**Goal**
Pick up the amplifier review after its last sentence and continue writing it.

>> begin Text passage

Hi-Fi Voice is the largest online audio magazine in Czechia, founded in 2008. The original review by Jiří Petrák is in Czech language but for the sake of reaching a wider audience we translated it into English. Below is some key paragraphs and conclusions from this translation*. For tech specs and features see our product catalogue: SI-300.2d integrated amplifier.

I like Cary Audio. Sure, it’s a subjective affection that I’ve interpreted as “our shared warmth towards vacuum tubes”, but in this case that argument doesn’t apply, times change and we change with them. The component under review is pure solid state: the SI-300.2d integrated amplifier with digital inputs.

For a long time now, Cary Audio has been offering solid-state amplifiers with a valve character that is just as convincing and pleasing, and with performance that cannot be realistically achieved with vacuum tubes.

The SI-300.2d is a product of the modern age: it includes a full-featured and high-end DAC with multiple inputs and digital outputs, oversampling capability, Bluetooth and USB interfaces, and an (optional) iOS/Android control app.

At first glance

The amplifier is built based on time-proven industrial design with nice thick front panel made of polished aluminium and an “American-style” cover made of abundantly perforated sheet metal, the rear panel is densely populated with high-quality gold-plated connectors.

The MOSFET power devices are placed near the right side, which is clearly revealed by the large profile heatsink occupying a portion of the cabinet insides. Output speaker terminals are positioned as close as possible to the output transistors in the upper corner of the rear panel. Functionality above all else, you might say.

The front panel is dominated by dimmable blue display and VU-meters, with a large volume control knob in-between. Below is a row of buttons for selecting inputs, changing DAC oversampling mode, display dimming. There is also a mute button on the far left. The amp can be controlled from the front panel or a remote, but there is also a mobile app.


On first listen

It sounds great. Gentle and musical, very similar in character to the valve (vacuum tube) monoblocks on which I compared the SI-300.2d, and on which I enjoyed the sublime sound of the great DMS-650 network player/streamer from the very first moment.

>> end Text passage
>> begin Provided material

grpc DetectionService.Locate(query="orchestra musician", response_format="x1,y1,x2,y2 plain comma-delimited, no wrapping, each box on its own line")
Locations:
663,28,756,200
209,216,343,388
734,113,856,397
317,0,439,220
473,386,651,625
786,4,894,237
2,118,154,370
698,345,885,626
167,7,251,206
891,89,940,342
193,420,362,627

>> end Provided material

**The response**
I didn’t feel the need to let the amplifier warm up, the character of the sound was more or less the same after switching it on as it was after a long period of use. It should be noted that at normal listening levels, the VU meter needles were at a few watts, close to zero; to get them moving (i.e. to get them close to 5 watts), I had to choose a volume that could not be beared for long in my listening room. After about 30 minutes of use, thermal equilibrium was reached; the unit was warm butit was still possible to keep my hand comfortably on a heat sink that was subjectively much warmer than the perforated cover.

Input switching is fast, including digital. The display briefly shows the name of the input in much larger letters after switching, which is a nice touch. Resampling or bypassing when switching inputs takes about 1-2 seconds, and the DAC itself resamples when the remote or front panel button is pressed in less than a second, which is user friendly. The amplifier’s menu allows you to select between two volume control modes: ‘custom’ that changes the volume of the currently active input only, leaving the others unchanged, or ‘regular’ which changes the volume at all inputs.

Since I mainly played music from the DMS-650 player/streamer, which has similar user configuration options for its DAC (the DMS can upconvert the digital signal to 768kHz max or DSD256 stream, the SI-300 can “only” sample up to 384kHz and also provides DSD256), I was able to compare the sonic performance of the DAC and the different sampling modes in the DMS, as well as the DAC in the SI-300, and of course the analogue output of the DMS in combination with the analogue line inputs of the SI-300.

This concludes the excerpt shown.